Selected extract:
The Beulah estate was purchased by developers in the 1970s who anticipated land re-zoning linked with the 1973 New Cities Structure Plan for Campbelltown, Appin and Camden. The state government released the New Cities Plan as part of the 1968 Sydney Region Outline Plan. The plan was based on the utopian dream of British New Towns like Milton Keynes and plans for the development of Canberra.
Some of the new Campbelltown suburbs that appeared in the 1970s followed the Radburn model developed in the United States, which had houses facing a shared green space with no back fences. They turned out to be a disaster and the state government has spent hundreds of millions of dollars reversing these houses so they face the street in suburbs like Macquarie Fields, Minto and Ambarvale.
The original New Cities Plan turned into a developers dream and created the notion of ‘Ugly Campbelltown’ in the Sydney press by the end of the 1970s around public housing . Camden and Appin escaped the worst of the housing releases of the 1970s. Sydney’s urban sprawl reached the Camden LGA in the 1980s at Mount Annan and Currans Hill, while Appin has only seen extensive land releases in recent years. The 1973 Macarthur Growth Centre failed to materialise in its planned form and in the process cannibalised Campbelltown’s main street and left it a shell of its former country town self.
In 1973 the State Planning Authority, according to the State Heritage Inventory, conducted a survey of significant 19th buildings in 1973 and identified Beulah and Humewood as significant. The National Trust of Australia (NSW) did a study on the property and classified it in 1980.
In 1983 Campbelltown City Council proposed an interim conservation order and a permanent conservation order was placed on the 19th century cottage in 1987. The owners were ordered to make repairs to the property in the early 2000s, and the in 2010 the NSW Office of Heritage and Environment acquired the property as part of the state government’s Biodiversity Offset program.
The State Heritage Inventory considers the estate to an important example of early conservation planning that resulted in the retention of an ‘entire cultural landscape’ containing a homestead group, stone bridge and garden layout. Sydney Living Museums have undertaken considerable conservation and restoration work on the farmhouse and the stone bridge on the access road to the farm house.
New land releases around Beulah
Beulah and its heritage curtilage is potentially threatened by Sydney’s urban sprawl with new land releases in 2013 at Appin to the south along the Appin Road, while to the north there is the Mount Gilead land release adjacent to Campbelltown’s southern suburbs. Both of these land releases are a repeat of the 1973 housing releases. They are low density horizontal developments that add to urban sprawl. They are problematic and fail to add to the existing identity of the area and take decades to develop their own sense of place.

Goal 1: Locate each line of the listing below that contains the word "shirt", and copy those lines.
Goal 2: Extend the passage on the Beulah estate and its heritage protection, starting after its final sentence.

Entries supplied:
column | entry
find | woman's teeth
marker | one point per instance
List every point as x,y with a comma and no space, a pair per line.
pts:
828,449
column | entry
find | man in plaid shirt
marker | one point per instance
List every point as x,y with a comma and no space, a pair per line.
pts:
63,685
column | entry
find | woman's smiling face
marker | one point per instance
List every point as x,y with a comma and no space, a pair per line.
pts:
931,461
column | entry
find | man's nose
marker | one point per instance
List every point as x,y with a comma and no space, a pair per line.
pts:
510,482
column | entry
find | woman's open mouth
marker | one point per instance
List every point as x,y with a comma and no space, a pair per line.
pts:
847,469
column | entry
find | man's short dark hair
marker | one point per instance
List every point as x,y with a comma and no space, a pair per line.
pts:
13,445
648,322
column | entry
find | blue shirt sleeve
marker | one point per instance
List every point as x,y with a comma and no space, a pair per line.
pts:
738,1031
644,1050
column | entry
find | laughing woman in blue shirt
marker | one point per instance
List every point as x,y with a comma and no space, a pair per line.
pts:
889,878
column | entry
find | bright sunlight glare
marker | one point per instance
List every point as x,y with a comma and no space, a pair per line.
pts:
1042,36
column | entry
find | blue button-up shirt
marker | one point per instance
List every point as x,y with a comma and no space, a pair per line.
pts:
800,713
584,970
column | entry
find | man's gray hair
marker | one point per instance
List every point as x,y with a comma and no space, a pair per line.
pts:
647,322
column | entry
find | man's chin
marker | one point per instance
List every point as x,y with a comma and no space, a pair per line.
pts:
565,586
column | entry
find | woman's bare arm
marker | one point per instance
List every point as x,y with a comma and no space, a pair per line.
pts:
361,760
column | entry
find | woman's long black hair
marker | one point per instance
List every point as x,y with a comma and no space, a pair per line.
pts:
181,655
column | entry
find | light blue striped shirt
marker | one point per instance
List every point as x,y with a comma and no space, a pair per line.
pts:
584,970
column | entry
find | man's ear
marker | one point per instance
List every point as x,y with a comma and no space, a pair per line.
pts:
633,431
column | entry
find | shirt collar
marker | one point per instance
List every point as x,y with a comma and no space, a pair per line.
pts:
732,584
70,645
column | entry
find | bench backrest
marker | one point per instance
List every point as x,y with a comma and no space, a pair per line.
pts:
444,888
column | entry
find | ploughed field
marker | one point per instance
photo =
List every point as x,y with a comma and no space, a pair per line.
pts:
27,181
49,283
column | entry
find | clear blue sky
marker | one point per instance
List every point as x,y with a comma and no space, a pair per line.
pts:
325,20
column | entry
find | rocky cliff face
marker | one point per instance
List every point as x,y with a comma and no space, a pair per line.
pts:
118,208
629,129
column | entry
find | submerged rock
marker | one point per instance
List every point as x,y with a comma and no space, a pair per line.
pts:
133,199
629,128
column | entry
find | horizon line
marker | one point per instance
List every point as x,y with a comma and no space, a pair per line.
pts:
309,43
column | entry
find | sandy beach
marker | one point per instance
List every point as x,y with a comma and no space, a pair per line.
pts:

Written answer 1:
find | man in plaid shirt
find | blue shirt sleeve
find | laughing woman in blue shirt
find | blue button-up shirt
find | light blue striped shirt
find | shirt collar

Written answer 2:
The urban sprawl that is encroaching on Beulah from the south is part of the NSW State Governments 2013 The Metropolitan Strategy for Sydney to 2031. A structure plan developed for the Appin area states that there will 18,300 housing lots release over a 25 year period from around 17,000 hectares. Walker Corporation stated that there is a strong demand for new housing releases in the Appin area and in 2013 26 lots were sold within 2 days of the June land release. There low density houses were similar to in nature to the planned housing developments of 1973 that failed to eventuate.
On the northern approaches to Beulah are the Mount Gilead land releases on a property formerly owned by Lady Dorothy Macarthur Onslow who died in 2013. Mount Gilead is proposed to have 1700 housing lots from 210 hectares which Campbelltown City Council endorsed in 2012. The property contains the historic tower-mill believed the last one in New South Wales along with a homestead, stone stable, and granary dating from the early 19th century.
Appin Road a deadly lifeline
The issue of urban sprawl is complicated by the inadequate road access. Beulah and the Appin and Mount Gilead land releases all front the Appin Road one of Sydney’s most dangerous stretches of road. A major unresolved issue in the area around Beulah and land releases at Appin and Mount Gilead is the upgrading of the Appin Road.
The Sydney Morning Herald stated in early 2016 that the Appin Road was Sydney’s deadliest road. Between 2015 and 2000 23 people were killed on the Appin Road with the latest fatality in January 2016. While the state government has plans for road improvements this will take a number of years meanwhile there is increased traffic generated by new land releases and general population growth of the Campbelltown area.
The Appin Road has always been an important access route between the Illawarra and the Campbelltown area. Before the South Coast railway was extended to Wollongong in 1887 the Appin Road was used as the main access route to the Main Southern Railway at Campbelltown, which opened in 1858. There was a daily coaching service running between Campbelltown Railway Station and Wollongong. There is still is daily coach service between Campbelltown and the Illawarra via Appin, although tese days it mainly caters to university students.
The poor state of the Appin Road is just one of the issues created by Sydney’s urban sprawl. Other issues include fire risks, urban runoff and food security, public transport, waste, water supply, loss of prime farm land, community facilities, pollution, energy, social cohesion, and equity challenges. Beulah is part of story of the Sydney’s rural urban fringe which has been a landscape of hope and loss for new arrivals and local alike. It will be interesting to see the part this important heritage asset plays in this narrative and how the construction of sense will effect new residents surrounding it.
In 2019 Sydney historian Stephen Gapps has written about the defensive structures in buildings in the Appin area including Beulah. These buildings were part of the colonial frontier of New South Wales where there were violent clashes between Europeans and Indigenous people. There is evidence that rifle slits and gun loops were were of the colonial architecture at Beulah and the Vines near Appin.
Alan Gilpin, An Inquiry pursuant to Section 41 of the Heritage Act 1977 into objections to the making of a permanent conservation order in respect of the buildings and site known as “Beulah”, Appin Road, Appin. Sydney : Office of the Commissioners of Inquiry for Environment and Planning, 1987.
Campbelltown and surrounding areas have lost much in the way of their local heritage. Does anyone care and more to the point does anyone notice?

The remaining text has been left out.